Exercise aim:
Among the entries below, find the lines holding "then" and copy them.

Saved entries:
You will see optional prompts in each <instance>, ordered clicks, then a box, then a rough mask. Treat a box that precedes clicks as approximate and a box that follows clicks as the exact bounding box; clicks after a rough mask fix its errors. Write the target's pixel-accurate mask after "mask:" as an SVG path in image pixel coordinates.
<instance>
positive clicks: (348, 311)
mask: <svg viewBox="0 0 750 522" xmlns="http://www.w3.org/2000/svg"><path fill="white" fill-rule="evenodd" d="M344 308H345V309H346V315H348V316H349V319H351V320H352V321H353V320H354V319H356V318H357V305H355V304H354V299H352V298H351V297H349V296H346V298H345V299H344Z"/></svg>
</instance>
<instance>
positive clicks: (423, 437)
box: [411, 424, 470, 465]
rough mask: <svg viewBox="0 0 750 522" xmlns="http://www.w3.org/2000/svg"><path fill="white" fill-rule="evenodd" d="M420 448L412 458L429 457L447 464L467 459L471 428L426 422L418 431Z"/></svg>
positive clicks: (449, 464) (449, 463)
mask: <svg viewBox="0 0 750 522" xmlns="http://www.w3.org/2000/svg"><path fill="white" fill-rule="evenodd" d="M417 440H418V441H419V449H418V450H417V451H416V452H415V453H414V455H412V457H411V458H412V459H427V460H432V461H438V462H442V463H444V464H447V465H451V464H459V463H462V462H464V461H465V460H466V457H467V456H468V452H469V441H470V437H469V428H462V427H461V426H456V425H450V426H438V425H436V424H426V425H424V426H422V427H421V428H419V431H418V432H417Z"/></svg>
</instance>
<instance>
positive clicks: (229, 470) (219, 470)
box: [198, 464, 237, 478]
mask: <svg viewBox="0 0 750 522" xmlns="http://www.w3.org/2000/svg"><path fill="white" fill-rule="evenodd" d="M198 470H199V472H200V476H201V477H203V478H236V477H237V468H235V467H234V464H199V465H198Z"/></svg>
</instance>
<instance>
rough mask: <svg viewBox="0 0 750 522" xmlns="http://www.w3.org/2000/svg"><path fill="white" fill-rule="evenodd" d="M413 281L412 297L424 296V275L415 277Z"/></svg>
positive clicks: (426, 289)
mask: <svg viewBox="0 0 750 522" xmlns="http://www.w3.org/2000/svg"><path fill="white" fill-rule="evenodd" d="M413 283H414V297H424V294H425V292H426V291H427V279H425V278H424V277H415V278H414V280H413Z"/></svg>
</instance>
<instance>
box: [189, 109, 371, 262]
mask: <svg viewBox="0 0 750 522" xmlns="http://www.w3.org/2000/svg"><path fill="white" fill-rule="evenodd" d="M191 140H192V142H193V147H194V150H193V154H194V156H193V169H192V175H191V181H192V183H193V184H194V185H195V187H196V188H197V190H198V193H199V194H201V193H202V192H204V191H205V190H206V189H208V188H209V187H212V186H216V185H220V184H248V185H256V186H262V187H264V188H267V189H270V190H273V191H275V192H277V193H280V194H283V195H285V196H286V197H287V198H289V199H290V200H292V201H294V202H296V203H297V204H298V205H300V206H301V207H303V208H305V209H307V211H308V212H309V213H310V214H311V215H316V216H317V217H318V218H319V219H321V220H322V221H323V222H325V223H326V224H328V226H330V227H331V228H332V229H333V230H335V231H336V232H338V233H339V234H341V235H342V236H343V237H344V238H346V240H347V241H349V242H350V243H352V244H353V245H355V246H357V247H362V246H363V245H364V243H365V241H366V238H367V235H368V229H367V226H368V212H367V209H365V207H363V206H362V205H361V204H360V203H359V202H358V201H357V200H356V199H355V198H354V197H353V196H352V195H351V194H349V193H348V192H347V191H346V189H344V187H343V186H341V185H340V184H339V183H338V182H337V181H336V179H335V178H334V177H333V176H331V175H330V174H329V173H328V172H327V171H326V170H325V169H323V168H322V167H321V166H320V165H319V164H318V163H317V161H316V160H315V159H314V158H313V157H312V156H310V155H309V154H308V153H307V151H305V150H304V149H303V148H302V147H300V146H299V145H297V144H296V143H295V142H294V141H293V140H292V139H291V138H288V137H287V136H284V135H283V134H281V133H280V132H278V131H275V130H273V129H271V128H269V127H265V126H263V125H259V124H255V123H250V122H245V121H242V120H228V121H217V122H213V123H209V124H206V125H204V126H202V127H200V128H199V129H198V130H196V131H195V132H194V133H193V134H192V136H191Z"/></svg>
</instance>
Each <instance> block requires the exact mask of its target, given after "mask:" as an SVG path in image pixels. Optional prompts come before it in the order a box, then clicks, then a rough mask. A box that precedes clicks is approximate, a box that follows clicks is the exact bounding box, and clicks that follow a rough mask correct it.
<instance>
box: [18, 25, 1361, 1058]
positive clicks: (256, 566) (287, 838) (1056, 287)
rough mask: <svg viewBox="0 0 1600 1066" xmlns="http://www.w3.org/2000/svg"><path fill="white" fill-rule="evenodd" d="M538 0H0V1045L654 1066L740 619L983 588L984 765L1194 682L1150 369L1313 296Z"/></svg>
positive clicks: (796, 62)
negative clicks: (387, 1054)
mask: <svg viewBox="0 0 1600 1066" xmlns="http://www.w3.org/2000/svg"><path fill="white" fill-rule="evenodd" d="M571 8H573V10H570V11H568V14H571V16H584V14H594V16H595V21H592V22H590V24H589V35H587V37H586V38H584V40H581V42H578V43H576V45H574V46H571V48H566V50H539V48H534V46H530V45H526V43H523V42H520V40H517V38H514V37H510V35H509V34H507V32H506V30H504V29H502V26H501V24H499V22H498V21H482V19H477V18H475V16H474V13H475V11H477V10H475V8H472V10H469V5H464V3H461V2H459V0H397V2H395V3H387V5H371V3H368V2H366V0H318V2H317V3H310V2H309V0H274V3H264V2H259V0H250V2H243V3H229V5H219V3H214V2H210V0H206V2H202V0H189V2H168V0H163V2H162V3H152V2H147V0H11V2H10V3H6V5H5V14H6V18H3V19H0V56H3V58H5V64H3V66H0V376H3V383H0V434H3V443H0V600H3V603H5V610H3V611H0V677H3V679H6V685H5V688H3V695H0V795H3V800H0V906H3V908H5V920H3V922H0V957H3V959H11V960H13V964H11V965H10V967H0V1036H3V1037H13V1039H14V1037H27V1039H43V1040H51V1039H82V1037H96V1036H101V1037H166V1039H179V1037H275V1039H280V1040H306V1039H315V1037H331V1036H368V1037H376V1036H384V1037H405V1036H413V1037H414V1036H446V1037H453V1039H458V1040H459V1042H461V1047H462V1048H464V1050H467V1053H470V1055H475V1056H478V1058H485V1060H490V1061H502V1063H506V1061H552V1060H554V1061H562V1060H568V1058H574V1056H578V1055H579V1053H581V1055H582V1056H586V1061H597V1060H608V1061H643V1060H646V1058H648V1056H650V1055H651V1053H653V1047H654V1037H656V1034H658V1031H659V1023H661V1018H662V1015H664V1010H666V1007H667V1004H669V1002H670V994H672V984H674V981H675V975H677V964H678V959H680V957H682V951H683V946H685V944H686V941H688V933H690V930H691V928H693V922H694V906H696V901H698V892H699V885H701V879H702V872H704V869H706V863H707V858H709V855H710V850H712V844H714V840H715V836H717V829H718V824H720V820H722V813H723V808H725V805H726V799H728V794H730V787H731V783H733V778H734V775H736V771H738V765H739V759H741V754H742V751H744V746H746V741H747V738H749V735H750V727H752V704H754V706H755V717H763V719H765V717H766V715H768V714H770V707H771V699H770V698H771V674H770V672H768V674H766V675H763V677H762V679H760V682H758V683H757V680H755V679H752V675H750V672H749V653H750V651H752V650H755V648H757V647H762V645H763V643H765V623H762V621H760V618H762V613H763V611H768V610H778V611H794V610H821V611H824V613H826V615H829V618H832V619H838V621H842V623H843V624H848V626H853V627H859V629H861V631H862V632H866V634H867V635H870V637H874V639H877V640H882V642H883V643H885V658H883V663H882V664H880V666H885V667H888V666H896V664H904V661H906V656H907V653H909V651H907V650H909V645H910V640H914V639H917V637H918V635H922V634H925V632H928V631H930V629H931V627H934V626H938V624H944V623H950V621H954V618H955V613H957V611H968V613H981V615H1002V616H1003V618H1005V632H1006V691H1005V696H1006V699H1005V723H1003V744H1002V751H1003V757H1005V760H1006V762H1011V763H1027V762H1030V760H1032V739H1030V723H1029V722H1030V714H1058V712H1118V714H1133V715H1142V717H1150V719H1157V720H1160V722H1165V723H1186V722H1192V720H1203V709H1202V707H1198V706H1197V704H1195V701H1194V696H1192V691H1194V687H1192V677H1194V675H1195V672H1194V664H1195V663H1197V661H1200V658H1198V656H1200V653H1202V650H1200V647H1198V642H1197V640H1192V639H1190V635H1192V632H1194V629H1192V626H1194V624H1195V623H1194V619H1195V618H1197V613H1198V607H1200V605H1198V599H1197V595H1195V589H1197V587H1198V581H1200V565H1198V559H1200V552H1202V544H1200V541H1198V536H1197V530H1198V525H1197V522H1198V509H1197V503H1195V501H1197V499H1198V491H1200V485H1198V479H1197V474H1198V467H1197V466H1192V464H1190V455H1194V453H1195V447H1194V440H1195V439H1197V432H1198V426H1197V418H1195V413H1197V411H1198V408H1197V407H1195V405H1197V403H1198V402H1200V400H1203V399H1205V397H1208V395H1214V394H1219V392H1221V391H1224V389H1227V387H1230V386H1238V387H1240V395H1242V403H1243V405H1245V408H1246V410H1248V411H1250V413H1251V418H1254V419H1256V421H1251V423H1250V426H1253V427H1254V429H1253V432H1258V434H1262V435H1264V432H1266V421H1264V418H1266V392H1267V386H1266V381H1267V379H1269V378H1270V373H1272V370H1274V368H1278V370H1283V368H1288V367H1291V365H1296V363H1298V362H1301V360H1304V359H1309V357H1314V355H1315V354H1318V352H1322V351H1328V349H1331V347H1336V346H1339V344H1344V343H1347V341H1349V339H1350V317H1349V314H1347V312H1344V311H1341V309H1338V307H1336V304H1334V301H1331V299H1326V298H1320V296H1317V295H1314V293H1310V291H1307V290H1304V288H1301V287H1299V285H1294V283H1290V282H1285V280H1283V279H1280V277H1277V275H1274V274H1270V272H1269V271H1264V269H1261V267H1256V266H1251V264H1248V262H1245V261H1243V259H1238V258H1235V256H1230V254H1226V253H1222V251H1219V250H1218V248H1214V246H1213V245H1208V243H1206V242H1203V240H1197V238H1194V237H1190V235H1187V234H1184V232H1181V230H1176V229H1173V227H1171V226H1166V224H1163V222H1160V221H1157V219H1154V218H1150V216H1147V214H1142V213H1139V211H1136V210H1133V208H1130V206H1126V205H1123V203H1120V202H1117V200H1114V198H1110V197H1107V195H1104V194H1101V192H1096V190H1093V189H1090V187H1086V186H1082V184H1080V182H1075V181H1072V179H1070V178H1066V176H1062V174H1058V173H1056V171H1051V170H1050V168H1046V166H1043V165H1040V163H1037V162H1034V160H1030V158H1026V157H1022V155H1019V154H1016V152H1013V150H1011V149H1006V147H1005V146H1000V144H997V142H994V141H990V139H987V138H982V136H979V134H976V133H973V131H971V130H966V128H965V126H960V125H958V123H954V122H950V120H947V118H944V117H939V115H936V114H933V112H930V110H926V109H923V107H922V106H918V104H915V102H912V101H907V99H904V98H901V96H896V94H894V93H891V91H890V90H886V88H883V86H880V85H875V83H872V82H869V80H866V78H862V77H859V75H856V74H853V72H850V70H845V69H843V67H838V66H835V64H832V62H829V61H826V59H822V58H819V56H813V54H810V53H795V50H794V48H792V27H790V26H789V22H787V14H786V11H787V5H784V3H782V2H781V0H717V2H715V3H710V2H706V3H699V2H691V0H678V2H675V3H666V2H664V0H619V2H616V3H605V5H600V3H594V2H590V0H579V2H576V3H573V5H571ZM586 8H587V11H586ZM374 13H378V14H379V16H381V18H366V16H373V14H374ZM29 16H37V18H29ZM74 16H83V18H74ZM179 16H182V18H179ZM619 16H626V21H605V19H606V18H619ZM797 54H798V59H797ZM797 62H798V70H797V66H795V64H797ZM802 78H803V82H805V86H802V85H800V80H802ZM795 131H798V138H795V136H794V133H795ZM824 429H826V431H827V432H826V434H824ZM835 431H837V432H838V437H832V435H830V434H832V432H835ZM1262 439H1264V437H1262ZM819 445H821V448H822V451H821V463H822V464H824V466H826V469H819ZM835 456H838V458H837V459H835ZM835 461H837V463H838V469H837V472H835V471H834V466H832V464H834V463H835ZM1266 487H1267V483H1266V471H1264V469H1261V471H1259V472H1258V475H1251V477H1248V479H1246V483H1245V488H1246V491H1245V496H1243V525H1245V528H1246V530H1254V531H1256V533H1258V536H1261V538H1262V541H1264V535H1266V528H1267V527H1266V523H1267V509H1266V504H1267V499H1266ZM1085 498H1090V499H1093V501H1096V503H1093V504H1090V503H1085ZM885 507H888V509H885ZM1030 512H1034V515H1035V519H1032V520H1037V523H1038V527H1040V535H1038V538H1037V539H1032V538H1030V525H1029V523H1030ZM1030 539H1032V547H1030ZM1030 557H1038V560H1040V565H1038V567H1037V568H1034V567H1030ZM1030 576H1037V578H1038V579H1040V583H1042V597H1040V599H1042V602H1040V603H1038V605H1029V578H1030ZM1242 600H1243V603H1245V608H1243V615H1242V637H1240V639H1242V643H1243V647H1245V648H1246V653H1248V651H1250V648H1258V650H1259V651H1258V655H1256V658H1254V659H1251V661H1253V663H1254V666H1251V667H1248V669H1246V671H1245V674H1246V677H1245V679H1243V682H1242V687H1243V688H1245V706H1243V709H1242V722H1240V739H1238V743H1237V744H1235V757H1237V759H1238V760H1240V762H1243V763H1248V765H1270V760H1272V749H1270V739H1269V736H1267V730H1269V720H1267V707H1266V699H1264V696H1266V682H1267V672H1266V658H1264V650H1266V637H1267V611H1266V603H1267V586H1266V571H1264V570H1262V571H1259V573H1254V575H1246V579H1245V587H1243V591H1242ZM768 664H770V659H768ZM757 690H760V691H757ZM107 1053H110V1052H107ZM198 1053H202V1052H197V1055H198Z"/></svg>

Solution for this problem:
You will see optional prompts in each <instance>, ordered clicks, then a box, then a rough mask. Treat a box that precedes clicks as approximate and a box that follows clicks as the exact bounding box; clicks after a rough mask fix its errors. Write the target's pixel-accurate mask after "mask:" as an SVG path in image pixel coordinates.
Each <instance> block requires the exact mask of its target, given after "mask:" as an SVG path in image pixels. Optional prompts come before it in the order a box, then clicks, then a rough mask. A box that precedes clicks is approximate, a box that follows clicks is the exact bounding box, and clicks that follow a rough mask correct it.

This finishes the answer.